> TRY IT
A single number is required: the count of lines in the following entries that include the word "lapwing".

[Image-grounded pointing data]

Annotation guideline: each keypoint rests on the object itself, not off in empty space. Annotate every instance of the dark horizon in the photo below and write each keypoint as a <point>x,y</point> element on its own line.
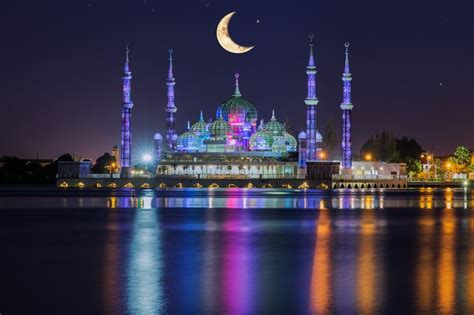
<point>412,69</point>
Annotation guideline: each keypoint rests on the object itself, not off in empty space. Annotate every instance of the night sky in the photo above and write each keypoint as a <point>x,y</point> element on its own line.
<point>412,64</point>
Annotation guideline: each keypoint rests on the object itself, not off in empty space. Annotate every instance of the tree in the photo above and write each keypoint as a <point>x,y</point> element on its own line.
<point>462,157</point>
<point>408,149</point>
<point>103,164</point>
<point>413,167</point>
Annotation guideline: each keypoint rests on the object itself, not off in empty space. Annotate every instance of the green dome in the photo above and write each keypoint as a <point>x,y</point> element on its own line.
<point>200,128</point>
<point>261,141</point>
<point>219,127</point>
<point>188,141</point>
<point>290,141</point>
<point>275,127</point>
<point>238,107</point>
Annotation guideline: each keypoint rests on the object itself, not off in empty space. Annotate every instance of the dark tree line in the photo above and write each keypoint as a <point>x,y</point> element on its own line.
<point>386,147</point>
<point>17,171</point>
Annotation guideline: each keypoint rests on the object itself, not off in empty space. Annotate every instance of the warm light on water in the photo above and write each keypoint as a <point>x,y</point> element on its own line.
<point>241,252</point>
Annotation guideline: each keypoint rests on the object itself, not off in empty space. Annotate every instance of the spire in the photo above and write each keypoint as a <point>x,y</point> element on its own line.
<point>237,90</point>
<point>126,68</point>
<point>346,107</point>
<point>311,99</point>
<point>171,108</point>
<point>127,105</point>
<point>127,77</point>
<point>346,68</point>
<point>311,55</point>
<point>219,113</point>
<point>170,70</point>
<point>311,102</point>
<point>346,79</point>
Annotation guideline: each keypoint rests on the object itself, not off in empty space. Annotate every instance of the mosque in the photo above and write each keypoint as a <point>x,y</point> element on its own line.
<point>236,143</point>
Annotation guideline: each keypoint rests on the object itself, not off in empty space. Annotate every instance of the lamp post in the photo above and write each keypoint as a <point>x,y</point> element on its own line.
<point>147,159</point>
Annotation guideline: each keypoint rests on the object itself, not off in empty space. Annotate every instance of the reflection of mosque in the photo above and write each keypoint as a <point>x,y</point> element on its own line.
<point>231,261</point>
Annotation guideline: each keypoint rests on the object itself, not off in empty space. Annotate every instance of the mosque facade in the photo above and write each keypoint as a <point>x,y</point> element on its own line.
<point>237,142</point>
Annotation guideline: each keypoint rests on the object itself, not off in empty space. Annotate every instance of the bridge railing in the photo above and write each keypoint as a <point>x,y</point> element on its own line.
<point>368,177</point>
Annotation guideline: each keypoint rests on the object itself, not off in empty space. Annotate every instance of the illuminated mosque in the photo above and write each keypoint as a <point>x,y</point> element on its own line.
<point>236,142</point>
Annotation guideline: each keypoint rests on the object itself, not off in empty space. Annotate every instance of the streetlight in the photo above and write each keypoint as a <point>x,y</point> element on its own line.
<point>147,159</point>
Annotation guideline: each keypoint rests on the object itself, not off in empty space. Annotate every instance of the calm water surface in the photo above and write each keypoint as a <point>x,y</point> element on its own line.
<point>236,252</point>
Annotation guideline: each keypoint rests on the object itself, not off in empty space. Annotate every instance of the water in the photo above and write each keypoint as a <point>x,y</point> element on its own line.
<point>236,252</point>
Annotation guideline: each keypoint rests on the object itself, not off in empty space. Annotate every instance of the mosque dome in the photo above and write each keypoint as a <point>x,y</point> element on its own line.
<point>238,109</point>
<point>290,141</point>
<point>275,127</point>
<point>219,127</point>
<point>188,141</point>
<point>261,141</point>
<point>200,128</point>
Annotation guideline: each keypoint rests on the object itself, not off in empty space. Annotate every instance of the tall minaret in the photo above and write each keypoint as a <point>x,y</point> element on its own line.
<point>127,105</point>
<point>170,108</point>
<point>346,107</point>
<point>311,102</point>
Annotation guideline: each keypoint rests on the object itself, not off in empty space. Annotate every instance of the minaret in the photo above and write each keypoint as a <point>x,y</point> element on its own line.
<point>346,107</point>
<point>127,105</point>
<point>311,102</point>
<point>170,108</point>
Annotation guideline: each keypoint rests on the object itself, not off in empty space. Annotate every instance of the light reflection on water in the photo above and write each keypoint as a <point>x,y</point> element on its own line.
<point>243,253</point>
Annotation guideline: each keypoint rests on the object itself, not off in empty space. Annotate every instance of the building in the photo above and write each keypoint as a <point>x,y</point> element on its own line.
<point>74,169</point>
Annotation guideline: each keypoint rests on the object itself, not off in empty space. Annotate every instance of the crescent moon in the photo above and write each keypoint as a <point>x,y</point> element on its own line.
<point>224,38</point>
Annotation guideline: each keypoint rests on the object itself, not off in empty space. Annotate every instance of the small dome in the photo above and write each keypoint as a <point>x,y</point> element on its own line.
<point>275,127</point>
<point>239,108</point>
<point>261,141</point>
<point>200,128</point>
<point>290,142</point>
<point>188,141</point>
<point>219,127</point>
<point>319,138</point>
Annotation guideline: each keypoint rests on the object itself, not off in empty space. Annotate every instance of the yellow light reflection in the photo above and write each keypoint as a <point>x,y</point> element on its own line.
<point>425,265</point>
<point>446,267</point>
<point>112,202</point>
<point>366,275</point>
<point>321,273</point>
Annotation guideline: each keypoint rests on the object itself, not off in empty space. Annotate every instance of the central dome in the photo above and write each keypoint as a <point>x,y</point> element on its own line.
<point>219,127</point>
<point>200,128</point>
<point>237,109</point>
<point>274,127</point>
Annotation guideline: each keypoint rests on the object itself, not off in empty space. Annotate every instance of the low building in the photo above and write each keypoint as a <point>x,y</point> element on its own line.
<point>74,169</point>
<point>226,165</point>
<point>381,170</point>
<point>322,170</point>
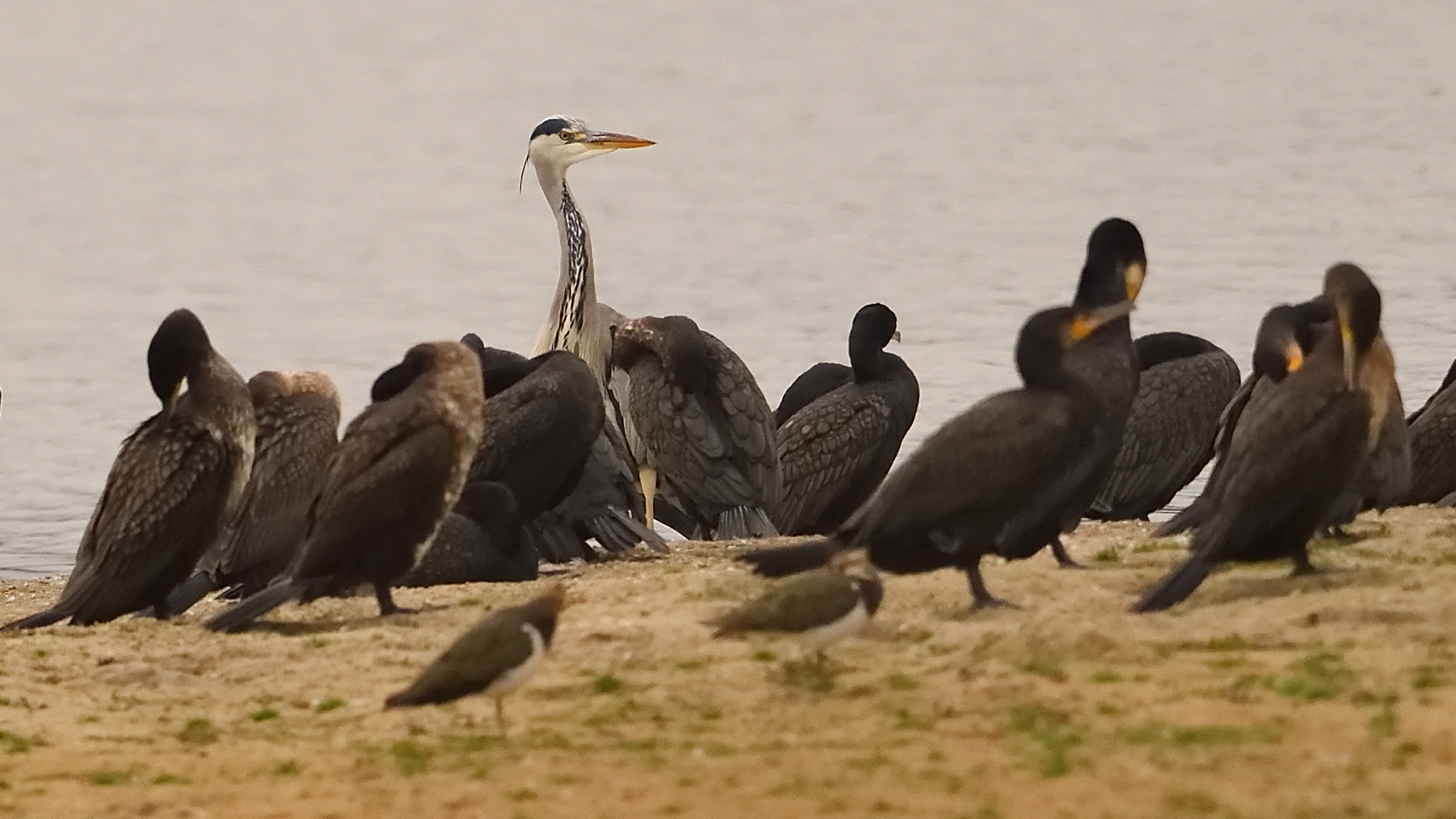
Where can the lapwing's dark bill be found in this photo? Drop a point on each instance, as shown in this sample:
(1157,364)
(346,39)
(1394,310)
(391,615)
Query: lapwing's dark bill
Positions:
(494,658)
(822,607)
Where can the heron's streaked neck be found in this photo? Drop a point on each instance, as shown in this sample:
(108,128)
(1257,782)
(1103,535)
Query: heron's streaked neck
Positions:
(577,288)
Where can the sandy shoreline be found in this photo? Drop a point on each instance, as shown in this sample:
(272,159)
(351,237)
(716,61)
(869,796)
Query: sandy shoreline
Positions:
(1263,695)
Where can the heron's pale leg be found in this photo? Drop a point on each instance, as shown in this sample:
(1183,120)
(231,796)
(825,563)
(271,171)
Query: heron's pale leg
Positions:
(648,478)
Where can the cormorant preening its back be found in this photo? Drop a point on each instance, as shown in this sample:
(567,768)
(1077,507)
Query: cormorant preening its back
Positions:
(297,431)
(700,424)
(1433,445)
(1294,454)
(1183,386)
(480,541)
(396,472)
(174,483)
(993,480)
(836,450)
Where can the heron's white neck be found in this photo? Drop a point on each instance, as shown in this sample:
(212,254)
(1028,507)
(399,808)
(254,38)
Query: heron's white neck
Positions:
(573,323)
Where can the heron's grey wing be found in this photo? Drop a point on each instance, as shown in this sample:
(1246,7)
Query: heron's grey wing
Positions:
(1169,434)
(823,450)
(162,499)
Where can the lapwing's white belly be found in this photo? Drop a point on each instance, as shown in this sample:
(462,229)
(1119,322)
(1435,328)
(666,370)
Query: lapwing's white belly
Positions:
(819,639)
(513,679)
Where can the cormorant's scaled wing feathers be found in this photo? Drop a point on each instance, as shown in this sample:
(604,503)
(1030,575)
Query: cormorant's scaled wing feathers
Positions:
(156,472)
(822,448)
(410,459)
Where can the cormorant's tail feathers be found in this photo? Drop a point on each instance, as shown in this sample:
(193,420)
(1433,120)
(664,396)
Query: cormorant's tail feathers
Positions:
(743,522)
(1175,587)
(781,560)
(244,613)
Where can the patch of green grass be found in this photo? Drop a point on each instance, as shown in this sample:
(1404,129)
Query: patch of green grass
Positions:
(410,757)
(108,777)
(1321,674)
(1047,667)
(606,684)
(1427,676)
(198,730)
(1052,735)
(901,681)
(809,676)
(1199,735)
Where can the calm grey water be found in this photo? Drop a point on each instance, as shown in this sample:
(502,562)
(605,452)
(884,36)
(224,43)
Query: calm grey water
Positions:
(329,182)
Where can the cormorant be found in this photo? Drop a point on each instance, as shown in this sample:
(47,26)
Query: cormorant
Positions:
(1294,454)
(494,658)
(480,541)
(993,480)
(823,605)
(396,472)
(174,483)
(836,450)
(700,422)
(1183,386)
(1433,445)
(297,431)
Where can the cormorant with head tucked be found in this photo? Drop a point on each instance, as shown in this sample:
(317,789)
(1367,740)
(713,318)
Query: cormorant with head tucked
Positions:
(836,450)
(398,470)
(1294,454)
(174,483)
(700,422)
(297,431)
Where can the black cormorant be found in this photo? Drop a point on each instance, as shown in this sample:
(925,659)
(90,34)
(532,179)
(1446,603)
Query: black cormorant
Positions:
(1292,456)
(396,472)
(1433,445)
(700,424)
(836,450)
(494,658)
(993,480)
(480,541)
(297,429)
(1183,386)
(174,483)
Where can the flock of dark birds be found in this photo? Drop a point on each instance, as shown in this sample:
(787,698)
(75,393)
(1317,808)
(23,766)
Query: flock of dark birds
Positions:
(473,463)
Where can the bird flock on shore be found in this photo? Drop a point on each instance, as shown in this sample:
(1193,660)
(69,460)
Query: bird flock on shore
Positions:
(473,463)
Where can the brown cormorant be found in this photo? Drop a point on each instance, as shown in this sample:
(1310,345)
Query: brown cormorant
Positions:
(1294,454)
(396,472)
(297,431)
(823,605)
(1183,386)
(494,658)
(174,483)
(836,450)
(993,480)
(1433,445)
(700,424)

> EXERCISE SOLUTION
4